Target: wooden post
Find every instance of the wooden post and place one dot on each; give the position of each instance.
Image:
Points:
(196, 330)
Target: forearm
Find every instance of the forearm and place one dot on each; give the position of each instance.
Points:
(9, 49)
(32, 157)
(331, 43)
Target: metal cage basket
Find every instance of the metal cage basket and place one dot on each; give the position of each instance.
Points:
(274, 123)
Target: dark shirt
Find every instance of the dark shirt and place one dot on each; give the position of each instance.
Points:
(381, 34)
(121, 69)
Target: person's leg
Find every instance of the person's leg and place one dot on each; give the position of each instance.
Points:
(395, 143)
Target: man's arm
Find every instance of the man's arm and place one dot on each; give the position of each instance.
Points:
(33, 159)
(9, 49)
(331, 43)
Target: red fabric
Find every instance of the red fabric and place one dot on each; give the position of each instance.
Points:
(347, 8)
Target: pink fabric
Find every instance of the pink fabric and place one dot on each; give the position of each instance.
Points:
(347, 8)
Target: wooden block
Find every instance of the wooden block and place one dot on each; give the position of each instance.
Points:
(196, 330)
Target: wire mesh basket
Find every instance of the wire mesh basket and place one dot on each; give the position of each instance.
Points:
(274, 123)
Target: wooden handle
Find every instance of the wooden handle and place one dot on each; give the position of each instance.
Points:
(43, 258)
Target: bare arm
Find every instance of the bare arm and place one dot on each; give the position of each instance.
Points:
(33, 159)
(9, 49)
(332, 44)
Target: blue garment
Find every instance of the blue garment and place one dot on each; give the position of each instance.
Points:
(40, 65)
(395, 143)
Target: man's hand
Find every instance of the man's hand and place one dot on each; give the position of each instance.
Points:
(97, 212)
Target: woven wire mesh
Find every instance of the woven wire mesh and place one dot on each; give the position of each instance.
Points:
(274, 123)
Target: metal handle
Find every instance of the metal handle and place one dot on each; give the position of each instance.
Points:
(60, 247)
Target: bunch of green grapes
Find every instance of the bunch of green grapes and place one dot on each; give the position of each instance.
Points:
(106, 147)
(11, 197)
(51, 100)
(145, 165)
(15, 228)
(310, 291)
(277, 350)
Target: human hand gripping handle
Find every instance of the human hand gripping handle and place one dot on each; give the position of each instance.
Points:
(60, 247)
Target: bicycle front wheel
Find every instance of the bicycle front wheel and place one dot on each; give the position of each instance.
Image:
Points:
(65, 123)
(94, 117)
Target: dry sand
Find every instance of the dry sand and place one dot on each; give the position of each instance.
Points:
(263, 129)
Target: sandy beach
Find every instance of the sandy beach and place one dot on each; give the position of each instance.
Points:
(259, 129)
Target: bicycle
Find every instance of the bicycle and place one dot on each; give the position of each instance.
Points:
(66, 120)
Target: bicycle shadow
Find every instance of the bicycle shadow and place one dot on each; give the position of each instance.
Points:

● ● ● ● ●

**ABOUT THIS TASK**
Retype every entry exactly.

**TASK ANSWER**
Target: wooden post
Find every instance of the wooden post and place one dot on each; give the position of each instance.
Image:
Points:
(196, 330)
Target: forearm
Find every instance of the forearm and place one dot on each; give the position of each instance.
Points:
(9, 49)
(32, 157)
(331, 43)
Target: metal cage basket
Find every instance of the metal cage basket and place one dot on each; give the position of each instance.
Points:
(274, 123)
Target: dark shirt
Find every instance of the dark shirt and place one dot on each; give the position of each instance.
Points:
(381, 34)
(121, 69)
Target: person's leg
Find every instance of the person's leg and place one dot on each; give the position of each instance.
Points:
(395, 143)
Target: man's arm
Find every instance of the man's arm and place one dot on each; give the position of each instance.
Points:
(33, 159)
(9, 49)
(331, 43)
Target: red fabric
Find every instance of the red fabric and place one dot on each; give the position of each instance.
Points:
(347, 8)
Target: pink fabric
Find every instance of the pink fabric and place one dot on each; give the position of each instance.
Points:
(347, 8)
Target: wooden block
Find every instance of the wooden block and place one dot on each; give the position of each instance.
Points:
(196, 330)
Target: wire mesh basket
Find every instance of the wire mesh basket and place one dot on each; give the position of each instance.
Points:
(274, 123)
Target: wooden handle
Find every instance of the wooden handle and place one dot on each; give the position of each instance.
Points:
(43, 258)
Target: bare arm
Find every instance of the bare arm and place one dot on each; give the position of each instance.
Points:
(33, 159)
(9, 49)
(332, 44)
Target: blue garment
Find every instance of the blue garment and place one dot on each; give the position of each instance.
Points:
(40, 65)
(395, 143)
Target: man's hand
Find every instance of the man's hand and place one dot on each; give the position of each instance.
Points:
(97, 212)
Target: woven wire mesh
Find every instance of the woven wire mesh and place one dot on each; give the position of each instance.
Points:
(274, 123)
Target: metal handle
Find every instance of the metal handle and place one dot on each; give the position of each instance.
Points:
(60, 247)
Target: bunch of green grapes
Find every instance of the bunch of green grapes and place one dot on each; give the position of each instance.
Points:
(106, 147)
(11, 197)
(51, 100)
(145, 165)
(15, 228)
(310, 291)
(277, 350)
Target: human hand gripping handle
Find every instance of the human hand gripping handle and place one dot on each; give the position of each instance.
Points:
(60, 247)
Target: bicycle front wheel
Find every instance of the bicycle front wheel and place one dot on each; give the position of each instance.
Image:
Points:
(65, 123)
(94, 117)
Target: dry sand
Find every instance of the dry sand and place one dot on each; give the position of each instance.
Points:
(263, 129)
Target: sandy beach
Find every instance of the sandy beach and place one dot on each; give the position of each instance.
Points:
(259, 129)
Target: bicycle
Find every instance of the bicycle and place one dot on each; give the position of each instance.
Points:
(66, 120)
Target: bicycle shadow
Find every instance of the bicycle shadow and place one dot on each; give the position of each instance.
Points:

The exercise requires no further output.